§ **Work to be completed**
Locate each line in the entries below that contains the string "letter", and copy those lines out. Case counts.

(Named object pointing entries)
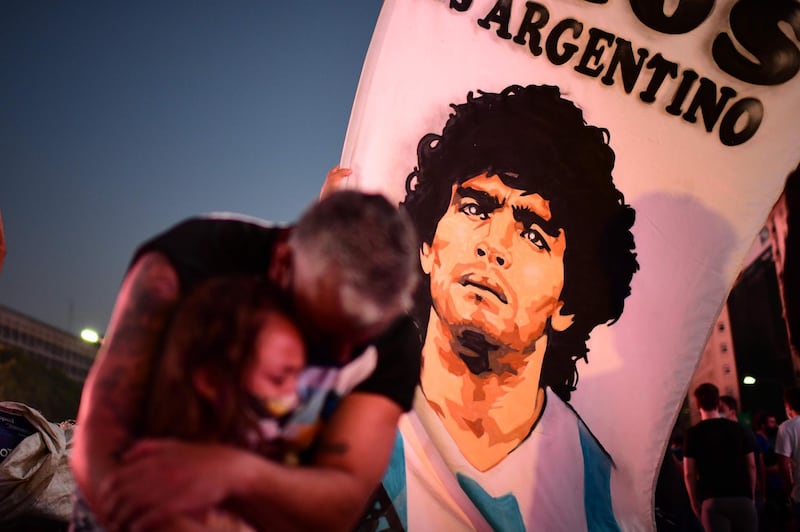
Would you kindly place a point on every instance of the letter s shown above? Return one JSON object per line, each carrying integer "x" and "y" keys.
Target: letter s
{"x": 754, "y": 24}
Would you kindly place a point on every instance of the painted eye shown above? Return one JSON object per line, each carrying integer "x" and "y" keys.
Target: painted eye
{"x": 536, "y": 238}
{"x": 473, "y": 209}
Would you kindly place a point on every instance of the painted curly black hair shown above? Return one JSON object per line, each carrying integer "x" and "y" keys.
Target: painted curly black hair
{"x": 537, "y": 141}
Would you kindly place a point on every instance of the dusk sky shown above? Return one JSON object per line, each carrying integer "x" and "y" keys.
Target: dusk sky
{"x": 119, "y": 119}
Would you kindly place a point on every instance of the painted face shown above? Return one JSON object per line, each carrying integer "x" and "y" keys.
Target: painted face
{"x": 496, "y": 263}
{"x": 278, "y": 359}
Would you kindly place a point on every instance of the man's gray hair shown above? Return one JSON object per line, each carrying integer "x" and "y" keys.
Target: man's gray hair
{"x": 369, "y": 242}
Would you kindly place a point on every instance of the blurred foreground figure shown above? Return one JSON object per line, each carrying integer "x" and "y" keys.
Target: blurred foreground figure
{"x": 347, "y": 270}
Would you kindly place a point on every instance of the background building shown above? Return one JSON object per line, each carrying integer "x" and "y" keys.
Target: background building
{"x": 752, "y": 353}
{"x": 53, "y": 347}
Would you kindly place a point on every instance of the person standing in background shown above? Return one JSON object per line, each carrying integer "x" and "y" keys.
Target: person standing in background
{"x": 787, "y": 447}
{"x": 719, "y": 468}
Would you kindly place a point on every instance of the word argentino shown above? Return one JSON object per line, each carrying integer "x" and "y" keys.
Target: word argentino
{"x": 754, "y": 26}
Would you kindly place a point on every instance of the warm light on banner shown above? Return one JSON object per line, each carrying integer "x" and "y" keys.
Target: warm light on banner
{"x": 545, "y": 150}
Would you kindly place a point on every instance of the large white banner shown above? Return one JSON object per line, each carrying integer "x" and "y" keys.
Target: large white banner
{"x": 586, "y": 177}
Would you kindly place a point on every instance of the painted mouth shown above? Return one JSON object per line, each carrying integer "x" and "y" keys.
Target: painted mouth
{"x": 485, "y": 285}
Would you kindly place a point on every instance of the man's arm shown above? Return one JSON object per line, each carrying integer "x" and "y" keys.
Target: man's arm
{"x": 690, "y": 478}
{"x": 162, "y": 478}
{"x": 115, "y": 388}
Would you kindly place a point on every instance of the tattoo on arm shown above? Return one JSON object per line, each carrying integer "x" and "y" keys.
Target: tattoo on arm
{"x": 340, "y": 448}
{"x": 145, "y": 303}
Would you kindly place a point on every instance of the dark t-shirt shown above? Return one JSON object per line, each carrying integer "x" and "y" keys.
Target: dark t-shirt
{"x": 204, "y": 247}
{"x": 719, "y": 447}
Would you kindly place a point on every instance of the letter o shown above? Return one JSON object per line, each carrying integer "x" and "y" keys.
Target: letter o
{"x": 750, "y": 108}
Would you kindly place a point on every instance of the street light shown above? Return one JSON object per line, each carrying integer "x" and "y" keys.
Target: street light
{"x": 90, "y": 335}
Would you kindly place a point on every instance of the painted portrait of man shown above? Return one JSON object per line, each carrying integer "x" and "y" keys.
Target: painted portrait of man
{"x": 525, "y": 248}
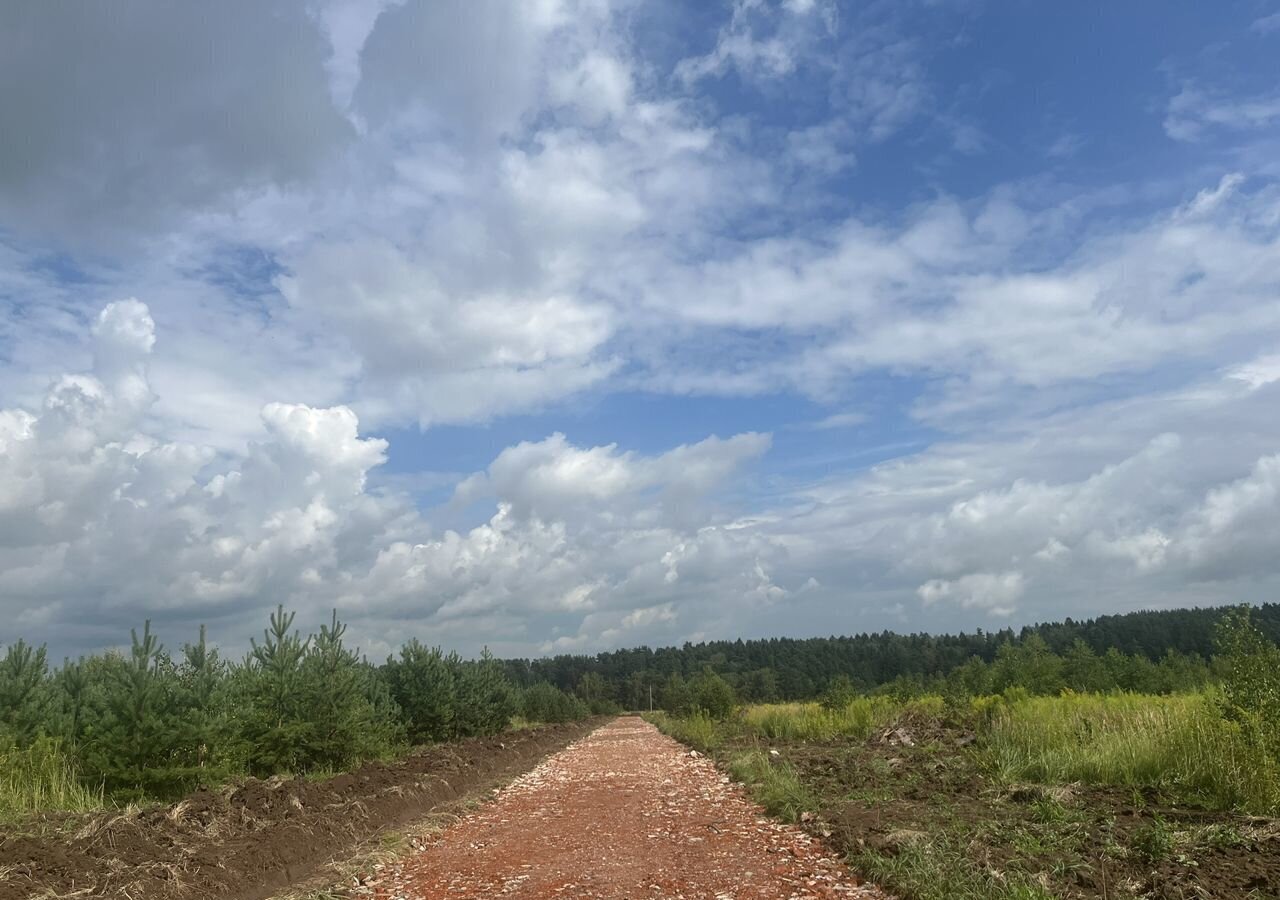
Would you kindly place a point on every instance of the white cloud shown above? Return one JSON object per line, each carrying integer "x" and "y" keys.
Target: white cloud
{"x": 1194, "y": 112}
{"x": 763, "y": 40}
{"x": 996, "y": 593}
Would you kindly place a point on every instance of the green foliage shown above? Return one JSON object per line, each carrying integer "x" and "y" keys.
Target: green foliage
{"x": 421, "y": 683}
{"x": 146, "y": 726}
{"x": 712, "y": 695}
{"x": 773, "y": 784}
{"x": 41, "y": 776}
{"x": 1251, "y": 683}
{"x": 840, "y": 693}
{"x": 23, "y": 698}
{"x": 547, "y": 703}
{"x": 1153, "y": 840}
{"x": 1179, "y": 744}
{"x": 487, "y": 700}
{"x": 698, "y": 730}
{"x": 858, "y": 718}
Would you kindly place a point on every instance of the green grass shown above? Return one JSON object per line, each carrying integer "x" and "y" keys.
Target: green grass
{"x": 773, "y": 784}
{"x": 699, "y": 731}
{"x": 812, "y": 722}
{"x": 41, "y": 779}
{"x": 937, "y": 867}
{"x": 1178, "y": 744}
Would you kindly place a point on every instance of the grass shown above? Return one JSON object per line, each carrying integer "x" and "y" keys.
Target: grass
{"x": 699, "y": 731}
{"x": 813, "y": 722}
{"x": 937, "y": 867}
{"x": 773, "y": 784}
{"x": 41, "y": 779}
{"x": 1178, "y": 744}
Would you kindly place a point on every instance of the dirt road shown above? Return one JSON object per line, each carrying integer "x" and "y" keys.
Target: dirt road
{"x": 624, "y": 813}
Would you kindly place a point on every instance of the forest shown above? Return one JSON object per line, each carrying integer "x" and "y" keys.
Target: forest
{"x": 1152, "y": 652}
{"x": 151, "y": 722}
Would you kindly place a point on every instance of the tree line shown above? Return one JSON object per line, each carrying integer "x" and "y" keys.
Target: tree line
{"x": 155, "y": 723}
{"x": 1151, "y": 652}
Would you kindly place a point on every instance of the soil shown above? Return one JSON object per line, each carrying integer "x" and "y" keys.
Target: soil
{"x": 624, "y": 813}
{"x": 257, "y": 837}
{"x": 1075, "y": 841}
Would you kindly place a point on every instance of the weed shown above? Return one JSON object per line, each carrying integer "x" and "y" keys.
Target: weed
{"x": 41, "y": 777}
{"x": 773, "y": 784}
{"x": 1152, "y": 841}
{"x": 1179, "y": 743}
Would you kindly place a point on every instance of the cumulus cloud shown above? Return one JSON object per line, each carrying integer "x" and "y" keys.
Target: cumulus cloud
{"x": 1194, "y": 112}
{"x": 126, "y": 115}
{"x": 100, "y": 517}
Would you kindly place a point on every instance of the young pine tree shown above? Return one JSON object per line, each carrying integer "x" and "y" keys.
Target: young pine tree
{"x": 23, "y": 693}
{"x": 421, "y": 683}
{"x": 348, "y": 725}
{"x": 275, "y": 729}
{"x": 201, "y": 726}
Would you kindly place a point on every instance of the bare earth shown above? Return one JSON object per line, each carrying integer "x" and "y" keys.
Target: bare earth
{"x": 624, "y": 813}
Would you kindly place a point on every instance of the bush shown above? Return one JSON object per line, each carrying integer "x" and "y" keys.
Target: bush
==
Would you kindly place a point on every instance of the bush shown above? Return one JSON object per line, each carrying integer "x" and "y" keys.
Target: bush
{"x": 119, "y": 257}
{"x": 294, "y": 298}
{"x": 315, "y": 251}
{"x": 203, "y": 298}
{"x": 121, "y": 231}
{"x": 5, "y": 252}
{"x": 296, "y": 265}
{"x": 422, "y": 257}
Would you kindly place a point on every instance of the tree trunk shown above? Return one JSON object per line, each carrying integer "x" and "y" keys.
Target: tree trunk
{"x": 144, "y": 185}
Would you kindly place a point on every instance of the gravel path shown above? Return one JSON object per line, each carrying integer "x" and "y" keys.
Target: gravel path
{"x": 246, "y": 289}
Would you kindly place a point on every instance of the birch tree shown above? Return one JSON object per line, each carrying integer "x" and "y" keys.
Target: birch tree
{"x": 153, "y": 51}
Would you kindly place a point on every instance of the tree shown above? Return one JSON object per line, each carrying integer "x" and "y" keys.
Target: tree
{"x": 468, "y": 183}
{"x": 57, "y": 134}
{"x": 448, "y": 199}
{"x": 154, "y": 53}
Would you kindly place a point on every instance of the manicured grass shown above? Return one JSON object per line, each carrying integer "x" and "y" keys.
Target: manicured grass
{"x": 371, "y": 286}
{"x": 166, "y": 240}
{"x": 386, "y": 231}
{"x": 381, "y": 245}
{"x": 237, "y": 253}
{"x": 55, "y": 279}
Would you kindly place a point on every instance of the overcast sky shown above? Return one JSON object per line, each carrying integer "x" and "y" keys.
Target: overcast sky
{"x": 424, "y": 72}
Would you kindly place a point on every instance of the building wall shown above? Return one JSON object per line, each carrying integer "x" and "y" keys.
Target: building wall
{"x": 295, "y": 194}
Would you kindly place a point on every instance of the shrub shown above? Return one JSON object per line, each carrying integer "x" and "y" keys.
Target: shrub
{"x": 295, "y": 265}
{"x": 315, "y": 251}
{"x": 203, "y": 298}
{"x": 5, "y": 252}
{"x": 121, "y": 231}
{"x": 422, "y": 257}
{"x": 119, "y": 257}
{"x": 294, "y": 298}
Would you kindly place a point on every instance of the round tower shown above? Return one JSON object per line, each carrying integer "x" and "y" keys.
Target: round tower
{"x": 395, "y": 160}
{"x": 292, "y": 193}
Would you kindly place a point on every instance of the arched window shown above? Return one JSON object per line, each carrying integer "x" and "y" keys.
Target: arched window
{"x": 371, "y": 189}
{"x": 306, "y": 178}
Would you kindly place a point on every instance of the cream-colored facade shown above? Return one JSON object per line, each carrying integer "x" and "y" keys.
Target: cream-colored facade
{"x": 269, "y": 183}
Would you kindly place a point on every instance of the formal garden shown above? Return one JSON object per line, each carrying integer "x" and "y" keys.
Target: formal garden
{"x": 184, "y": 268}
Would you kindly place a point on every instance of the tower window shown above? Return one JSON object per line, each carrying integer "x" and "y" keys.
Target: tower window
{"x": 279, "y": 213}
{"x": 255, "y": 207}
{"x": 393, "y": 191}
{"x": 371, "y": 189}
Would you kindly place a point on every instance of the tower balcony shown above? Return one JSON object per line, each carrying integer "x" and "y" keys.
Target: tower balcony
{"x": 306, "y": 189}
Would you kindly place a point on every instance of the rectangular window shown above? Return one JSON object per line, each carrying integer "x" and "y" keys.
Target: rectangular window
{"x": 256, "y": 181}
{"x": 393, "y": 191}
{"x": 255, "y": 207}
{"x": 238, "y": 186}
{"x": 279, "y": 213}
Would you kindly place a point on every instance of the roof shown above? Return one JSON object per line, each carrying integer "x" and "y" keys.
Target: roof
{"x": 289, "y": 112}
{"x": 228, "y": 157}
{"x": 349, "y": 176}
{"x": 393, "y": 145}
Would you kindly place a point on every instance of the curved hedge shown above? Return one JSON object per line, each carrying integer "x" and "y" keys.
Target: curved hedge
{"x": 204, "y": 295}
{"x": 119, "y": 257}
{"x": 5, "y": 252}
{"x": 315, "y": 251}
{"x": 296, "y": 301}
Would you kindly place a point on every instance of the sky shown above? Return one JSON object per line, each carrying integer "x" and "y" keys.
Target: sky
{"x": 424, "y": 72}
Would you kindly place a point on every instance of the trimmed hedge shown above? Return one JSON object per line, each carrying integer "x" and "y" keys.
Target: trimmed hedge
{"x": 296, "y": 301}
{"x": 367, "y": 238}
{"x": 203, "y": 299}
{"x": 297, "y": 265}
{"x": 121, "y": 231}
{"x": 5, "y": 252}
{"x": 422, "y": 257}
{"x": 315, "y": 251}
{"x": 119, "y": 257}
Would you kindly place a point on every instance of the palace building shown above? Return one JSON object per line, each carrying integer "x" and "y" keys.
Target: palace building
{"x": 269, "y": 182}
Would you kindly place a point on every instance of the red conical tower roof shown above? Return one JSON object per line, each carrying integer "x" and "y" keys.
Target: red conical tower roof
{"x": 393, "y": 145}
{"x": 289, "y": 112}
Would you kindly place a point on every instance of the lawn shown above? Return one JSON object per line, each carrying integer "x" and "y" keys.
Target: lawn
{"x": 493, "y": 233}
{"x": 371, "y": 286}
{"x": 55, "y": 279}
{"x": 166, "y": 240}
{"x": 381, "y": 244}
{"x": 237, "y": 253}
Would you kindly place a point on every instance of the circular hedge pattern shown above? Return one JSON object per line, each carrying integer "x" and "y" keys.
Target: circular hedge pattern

§ **Answer to the problem**
Would you kindly place a point on every instance of the letter s shown above? Return one JSON object per line, each carrying integer "x" and "y" keys.
Target: letter s
Would you kindly place a point on every instance of the letter o shown above? Return one JSON object per line, each carrying integer "x" and "y" keys.
Target: letter o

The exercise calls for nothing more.